[start Data lines]
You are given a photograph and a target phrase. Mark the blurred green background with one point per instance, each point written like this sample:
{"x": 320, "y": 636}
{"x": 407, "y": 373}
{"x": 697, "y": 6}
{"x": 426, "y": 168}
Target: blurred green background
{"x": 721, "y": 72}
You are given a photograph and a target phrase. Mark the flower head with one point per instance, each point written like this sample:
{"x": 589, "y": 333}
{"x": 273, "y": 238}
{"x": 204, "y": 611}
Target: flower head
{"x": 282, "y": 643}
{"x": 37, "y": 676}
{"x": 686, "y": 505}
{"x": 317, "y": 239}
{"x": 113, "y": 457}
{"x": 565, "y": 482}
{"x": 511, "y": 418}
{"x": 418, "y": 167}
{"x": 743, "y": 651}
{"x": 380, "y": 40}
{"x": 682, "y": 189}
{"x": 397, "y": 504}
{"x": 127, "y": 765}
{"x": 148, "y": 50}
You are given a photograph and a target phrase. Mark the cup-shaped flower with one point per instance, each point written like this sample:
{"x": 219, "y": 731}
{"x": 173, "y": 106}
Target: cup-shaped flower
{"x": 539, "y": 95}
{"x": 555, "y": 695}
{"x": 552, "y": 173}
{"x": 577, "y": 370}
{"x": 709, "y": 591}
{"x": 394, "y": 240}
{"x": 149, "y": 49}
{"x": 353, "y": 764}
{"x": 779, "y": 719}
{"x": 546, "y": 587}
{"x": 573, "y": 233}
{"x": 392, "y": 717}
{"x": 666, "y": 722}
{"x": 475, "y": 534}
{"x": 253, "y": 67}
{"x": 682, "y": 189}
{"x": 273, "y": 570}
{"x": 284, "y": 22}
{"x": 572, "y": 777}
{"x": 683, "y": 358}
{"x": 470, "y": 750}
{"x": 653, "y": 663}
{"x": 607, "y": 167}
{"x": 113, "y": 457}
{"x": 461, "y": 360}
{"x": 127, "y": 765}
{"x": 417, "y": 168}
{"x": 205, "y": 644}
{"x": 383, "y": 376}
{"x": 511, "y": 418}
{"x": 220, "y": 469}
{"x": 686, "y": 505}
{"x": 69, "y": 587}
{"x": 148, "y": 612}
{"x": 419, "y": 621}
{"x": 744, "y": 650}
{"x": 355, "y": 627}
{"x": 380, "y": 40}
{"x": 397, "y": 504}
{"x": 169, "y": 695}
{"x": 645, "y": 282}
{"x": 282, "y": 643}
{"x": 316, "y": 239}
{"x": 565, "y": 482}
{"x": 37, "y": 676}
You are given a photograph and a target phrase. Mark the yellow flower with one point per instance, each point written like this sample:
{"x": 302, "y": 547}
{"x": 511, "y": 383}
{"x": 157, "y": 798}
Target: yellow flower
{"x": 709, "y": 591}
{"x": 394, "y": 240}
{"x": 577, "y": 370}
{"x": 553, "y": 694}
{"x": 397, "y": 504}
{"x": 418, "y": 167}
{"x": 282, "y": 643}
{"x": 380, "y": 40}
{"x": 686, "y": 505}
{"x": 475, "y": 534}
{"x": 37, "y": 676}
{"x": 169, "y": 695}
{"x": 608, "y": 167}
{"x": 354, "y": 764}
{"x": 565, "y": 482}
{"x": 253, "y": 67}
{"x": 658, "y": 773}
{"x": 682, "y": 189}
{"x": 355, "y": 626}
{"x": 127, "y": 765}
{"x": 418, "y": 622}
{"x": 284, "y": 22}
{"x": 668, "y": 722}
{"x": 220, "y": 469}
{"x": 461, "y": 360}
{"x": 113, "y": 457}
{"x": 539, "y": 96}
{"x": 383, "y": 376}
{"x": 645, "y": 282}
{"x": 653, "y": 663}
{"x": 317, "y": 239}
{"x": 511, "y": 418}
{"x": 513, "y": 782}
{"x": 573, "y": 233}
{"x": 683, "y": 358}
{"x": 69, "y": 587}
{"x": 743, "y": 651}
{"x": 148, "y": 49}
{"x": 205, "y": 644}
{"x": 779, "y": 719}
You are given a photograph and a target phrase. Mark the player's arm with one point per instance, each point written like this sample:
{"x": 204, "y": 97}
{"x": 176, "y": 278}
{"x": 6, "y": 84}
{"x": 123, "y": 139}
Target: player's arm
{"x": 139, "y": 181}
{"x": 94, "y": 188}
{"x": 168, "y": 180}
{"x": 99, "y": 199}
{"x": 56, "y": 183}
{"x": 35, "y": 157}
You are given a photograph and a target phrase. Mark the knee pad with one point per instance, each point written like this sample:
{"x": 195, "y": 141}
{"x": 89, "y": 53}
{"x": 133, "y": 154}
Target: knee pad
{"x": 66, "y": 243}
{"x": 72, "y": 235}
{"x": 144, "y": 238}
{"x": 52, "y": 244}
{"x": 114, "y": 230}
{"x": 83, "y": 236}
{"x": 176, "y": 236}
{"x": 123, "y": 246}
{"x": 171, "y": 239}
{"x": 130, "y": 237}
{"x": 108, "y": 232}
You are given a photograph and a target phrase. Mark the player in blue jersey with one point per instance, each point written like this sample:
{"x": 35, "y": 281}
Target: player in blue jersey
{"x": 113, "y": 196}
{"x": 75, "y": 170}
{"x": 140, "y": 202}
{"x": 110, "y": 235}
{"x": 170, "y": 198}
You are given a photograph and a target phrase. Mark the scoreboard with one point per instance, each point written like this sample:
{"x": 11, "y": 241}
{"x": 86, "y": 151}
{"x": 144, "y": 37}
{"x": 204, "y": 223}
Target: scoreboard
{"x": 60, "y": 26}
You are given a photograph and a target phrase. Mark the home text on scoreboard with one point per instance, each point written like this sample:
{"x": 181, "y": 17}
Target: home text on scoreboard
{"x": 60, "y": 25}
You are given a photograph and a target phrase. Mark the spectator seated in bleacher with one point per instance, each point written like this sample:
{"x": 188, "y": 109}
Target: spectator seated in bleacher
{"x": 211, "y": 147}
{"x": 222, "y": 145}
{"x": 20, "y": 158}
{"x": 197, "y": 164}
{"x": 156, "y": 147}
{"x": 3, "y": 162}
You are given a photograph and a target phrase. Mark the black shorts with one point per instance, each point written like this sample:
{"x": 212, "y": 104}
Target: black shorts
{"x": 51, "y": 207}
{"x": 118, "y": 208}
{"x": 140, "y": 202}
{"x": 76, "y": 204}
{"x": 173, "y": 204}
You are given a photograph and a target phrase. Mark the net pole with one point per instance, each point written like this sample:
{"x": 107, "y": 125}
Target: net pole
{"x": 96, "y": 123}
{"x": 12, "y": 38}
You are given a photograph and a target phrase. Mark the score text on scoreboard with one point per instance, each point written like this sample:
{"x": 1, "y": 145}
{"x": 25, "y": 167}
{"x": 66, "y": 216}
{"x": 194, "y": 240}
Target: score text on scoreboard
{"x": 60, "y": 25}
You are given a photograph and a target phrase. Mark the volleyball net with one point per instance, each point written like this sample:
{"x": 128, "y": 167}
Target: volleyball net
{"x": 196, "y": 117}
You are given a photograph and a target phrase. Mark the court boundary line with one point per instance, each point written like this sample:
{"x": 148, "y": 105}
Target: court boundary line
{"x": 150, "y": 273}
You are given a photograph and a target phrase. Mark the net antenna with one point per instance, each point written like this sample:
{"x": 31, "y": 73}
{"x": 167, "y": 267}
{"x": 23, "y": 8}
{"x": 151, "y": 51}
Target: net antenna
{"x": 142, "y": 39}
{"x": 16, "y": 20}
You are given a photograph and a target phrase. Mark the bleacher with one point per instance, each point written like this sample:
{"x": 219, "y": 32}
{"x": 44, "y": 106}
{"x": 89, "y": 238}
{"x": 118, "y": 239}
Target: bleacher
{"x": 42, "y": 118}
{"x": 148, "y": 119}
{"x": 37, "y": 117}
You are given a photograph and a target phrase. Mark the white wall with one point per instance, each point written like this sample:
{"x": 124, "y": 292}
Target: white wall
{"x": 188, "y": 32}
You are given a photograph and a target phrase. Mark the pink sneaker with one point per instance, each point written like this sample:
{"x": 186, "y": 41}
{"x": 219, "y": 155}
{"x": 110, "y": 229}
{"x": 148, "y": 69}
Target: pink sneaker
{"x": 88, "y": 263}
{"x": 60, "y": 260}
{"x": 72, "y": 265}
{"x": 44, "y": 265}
[end Data lines]
What to produce: Give again only the lines starting at the one that contains "Mark the white" and running to the end of the data.

Correct response:
You are given a photograph and a target phrase. Mark the white wall with one point per instance, each point written like this sample:
{"x": 124, "y": 292}
Target: white wall
{"x": 188, "y": 32}
You are given a photograph and a target phrase. Mark the pink sneaker with one point per instance, each point written like this sample:
{"x": 186, "y": 41}
{"x": 219, "y": 155}
{"x": 110, "y": 229}
{"x": 148, "y": 69}
Target: pink sneaker
{"x": 88, "y": 263}
{"x": 60, "y": 260}
{"x": 72, "y": 265}
{"x": 44, "y": 265}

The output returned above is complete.